* **What is expected**
Starting at the line with "negative clicks: (318, 161)" and going on through the line with "203L319 215L337 212L351", reproduce each line in the records below exactly and nothing more.

* **Data under study**
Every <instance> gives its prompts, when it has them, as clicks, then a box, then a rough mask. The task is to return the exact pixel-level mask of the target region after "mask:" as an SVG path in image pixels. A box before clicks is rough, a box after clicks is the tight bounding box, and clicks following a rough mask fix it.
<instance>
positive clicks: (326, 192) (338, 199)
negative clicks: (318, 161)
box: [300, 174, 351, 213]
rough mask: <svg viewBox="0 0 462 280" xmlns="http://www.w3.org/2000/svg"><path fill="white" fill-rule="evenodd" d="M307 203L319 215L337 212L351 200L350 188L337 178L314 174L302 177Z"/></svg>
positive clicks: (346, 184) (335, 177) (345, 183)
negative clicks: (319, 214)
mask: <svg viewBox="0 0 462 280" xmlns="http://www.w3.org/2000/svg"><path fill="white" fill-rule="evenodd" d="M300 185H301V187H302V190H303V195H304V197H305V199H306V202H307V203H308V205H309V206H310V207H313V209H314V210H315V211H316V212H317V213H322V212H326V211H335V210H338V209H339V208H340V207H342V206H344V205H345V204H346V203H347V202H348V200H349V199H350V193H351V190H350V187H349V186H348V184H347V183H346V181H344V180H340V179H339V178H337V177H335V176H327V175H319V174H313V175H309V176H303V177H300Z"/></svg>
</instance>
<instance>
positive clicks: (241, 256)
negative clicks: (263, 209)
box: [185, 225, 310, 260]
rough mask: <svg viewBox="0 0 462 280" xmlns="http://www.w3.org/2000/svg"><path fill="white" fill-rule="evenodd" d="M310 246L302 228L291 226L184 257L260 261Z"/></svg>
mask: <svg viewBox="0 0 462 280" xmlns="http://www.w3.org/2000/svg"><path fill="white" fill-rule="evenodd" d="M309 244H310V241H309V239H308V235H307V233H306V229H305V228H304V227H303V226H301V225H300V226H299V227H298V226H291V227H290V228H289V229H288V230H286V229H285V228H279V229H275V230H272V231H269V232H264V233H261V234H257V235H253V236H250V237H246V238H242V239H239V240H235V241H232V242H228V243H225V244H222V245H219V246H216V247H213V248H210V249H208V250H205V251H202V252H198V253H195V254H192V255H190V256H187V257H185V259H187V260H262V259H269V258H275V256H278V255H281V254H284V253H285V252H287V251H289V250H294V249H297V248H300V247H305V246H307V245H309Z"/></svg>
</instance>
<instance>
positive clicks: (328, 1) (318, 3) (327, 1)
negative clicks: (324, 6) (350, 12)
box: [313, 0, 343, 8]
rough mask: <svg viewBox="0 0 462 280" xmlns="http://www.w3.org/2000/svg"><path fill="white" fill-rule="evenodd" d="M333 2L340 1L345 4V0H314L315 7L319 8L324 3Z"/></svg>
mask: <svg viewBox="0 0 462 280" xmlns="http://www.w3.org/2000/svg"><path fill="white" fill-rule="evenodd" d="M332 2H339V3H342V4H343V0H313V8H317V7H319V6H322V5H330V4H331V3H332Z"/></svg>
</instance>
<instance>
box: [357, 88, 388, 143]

* **Solution to the exercise**
negative clicks: (318, 161)
box: [300, 174, 351, 213]
rough mask: <svg viewBox="0 0 462 280" xmlns="http://www.w3.org/2000/svg"><path fill="white" fill-rule="evenodd" d="M307 203L319 215L337 212L351 200L350 188L337 178L314 174L302 177Z"/></svg>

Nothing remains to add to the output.